──────── GIVEN PASSAGE ────────
Lines of Communication
Joseph Rogers

Fewer Reports, More Action

The following is the Op/Ed piece written by Joseph A. Rogers, executive director of MHASP, that appeared in the December 16 Philadelphia Inquirer in response to the U.S. Surgeon General's first-ever report on mental health.

In more than 20 years as an organizer and an advocate, I've repeatedly noticed that when the federal government doesn't want to spend money or, more particularly, raise taxes, it issues reports.

I remember a time about 10 years ago when homelessness was seen as a crisis in our country. I went to literally dozens of meetings in Washington in which various government agencies competed in issuing reports that described the problems of the homeless in great detail, showed real understanding about the issues and articulated wonderful solutions. Now, you can come into my office and see these reports stacked on shelves, gathering dust. I once even used one of these reports to prop up a bed. The frame broke, and close at hand was a beautiful, comprehensive and (most important) thick report, which I think was put out by the National Institute of Mental Health. I grabbed it.

But while it did a wonderful job of propping up the bed, today there are still homeless people living on the streets. So now we have the first-ever report on mental health from the U.S. Surgeon General's office, issued in the waning days of an administration that is not in a position to be able to do much about it.

As an advocate, I'm concerned that what we've gained is something that is very nice and thick, but useful mostly for propping up broken furniture.

I'm not saying that the Surgeon General shouldn't be applauded for taking on such a large task and for making a statement about the need to address the problems of mental illness. The report, and what it has to say about how we must do away with the "disparities in the availability of and access to [mental health] services," has validity to just about anyone involved in this enormous, diversified field.

But the report is just that, a report. It does not contain a plan for action or propose a way of doing the things it says ought to be done. And that just reinforces my belief that it is up to us as activists and citizens who care about this issue to move the report's message on down the road. We must make sure that people with mental illnesses are able to get the services they need, free from force or coercion, regardless of income and without being stigmatized.
────────
TASK SET:
1. The op-ed on the Surgeon General's mental health report closes by naming the conditions under which people with mental illnesses must be able to get the services they need. List each of those conditions.
2. Reproduce the passage of the op-ed starting at "Lines of Communication" and ending at "on mental health.", word for word.
You can complete this work without consulting the material that follows the op-ed.
──────── DATA FOR REVIEW ────────
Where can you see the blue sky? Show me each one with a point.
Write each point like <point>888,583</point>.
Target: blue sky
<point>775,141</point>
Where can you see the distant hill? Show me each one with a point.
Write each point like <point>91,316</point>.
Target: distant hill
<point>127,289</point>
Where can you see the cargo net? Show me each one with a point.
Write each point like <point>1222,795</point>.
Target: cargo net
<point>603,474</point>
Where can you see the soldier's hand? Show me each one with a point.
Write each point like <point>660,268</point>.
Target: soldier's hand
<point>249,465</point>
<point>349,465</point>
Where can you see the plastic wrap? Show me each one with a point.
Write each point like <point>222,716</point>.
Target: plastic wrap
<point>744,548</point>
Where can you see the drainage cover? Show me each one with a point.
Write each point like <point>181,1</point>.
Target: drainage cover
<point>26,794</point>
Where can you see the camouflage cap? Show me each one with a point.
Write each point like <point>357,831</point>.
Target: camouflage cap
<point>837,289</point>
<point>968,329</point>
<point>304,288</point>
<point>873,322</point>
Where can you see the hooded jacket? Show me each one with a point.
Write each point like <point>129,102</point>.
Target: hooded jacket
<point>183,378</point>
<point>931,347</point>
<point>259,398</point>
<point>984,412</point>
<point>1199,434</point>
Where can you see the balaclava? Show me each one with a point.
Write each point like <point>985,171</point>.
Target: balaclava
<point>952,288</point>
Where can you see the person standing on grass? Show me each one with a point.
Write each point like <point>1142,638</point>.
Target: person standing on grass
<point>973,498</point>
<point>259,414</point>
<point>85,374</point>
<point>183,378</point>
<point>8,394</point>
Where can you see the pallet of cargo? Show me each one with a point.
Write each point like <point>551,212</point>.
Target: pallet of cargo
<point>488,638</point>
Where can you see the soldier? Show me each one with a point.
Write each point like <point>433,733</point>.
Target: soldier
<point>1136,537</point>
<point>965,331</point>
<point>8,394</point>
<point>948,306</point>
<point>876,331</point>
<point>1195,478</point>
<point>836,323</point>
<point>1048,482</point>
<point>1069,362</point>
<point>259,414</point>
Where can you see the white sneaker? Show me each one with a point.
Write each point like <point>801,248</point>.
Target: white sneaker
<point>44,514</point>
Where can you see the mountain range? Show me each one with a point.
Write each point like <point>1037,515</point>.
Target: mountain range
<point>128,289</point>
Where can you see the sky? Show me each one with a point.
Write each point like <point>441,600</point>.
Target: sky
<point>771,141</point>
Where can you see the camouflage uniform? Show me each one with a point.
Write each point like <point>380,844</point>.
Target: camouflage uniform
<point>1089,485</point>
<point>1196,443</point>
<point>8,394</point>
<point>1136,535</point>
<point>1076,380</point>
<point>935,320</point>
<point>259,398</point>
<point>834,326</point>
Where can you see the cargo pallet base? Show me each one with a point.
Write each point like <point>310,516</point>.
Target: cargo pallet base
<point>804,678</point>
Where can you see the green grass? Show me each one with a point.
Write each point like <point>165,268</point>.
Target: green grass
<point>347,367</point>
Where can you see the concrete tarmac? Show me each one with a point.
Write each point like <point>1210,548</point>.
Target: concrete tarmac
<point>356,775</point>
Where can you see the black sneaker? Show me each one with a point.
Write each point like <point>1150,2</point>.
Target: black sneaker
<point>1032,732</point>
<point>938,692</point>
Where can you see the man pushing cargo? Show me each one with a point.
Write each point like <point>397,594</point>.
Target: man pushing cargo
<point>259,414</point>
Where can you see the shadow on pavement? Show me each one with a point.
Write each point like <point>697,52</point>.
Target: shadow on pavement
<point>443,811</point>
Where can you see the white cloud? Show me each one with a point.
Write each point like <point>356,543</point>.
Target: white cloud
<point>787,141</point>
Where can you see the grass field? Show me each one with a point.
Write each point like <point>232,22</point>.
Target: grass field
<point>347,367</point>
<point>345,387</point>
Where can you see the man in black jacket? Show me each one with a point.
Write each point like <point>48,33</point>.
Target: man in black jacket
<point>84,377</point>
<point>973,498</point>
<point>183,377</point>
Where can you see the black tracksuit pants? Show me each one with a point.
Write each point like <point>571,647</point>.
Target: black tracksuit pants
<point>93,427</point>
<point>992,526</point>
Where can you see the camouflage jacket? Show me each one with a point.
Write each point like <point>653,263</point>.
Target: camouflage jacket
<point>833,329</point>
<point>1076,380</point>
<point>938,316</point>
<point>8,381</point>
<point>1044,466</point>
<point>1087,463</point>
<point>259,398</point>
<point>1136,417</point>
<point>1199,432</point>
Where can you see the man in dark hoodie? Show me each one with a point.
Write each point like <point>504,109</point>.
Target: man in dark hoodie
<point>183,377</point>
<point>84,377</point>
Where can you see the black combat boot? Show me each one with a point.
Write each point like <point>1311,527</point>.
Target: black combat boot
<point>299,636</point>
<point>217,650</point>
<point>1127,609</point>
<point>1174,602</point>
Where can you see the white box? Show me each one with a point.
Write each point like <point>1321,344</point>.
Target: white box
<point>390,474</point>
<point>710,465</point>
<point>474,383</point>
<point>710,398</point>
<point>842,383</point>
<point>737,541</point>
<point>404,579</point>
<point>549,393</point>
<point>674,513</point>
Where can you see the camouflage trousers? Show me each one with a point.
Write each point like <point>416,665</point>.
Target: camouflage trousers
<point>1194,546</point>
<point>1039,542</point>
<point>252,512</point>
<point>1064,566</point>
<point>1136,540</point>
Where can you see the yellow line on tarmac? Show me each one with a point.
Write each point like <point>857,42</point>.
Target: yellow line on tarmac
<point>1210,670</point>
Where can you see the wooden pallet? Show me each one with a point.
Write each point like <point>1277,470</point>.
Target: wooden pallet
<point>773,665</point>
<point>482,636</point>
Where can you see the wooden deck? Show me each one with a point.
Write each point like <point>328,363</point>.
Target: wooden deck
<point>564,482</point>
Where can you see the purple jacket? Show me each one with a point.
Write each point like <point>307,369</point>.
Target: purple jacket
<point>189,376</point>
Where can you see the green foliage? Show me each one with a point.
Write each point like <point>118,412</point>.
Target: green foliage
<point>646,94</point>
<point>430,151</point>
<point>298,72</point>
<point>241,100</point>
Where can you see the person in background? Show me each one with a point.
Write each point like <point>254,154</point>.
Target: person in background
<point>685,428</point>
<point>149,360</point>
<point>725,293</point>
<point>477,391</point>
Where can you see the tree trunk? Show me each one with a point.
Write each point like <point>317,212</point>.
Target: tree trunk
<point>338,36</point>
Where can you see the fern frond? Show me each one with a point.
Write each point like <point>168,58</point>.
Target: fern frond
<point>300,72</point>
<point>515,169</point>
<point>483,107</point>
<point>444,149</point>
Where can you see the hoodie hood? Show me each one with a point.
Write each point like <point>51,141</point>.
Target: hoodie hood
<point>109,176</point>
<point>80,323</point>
────────
ANSWERS TO THE EXERCISE:
1.
- Free from force or coercion
- Regardless of income
- Without being stigmatized

2.
Lines of Communication
Joseph Rogers

Fewer Reports, More Action

The following is the Op/Ed piece written by Joseph A. Rogers, executive director of MHASP, that appeared in the December 16 Philadelphia Inquirer in response to the U.S. Surgeon General's first-ever report on mental health.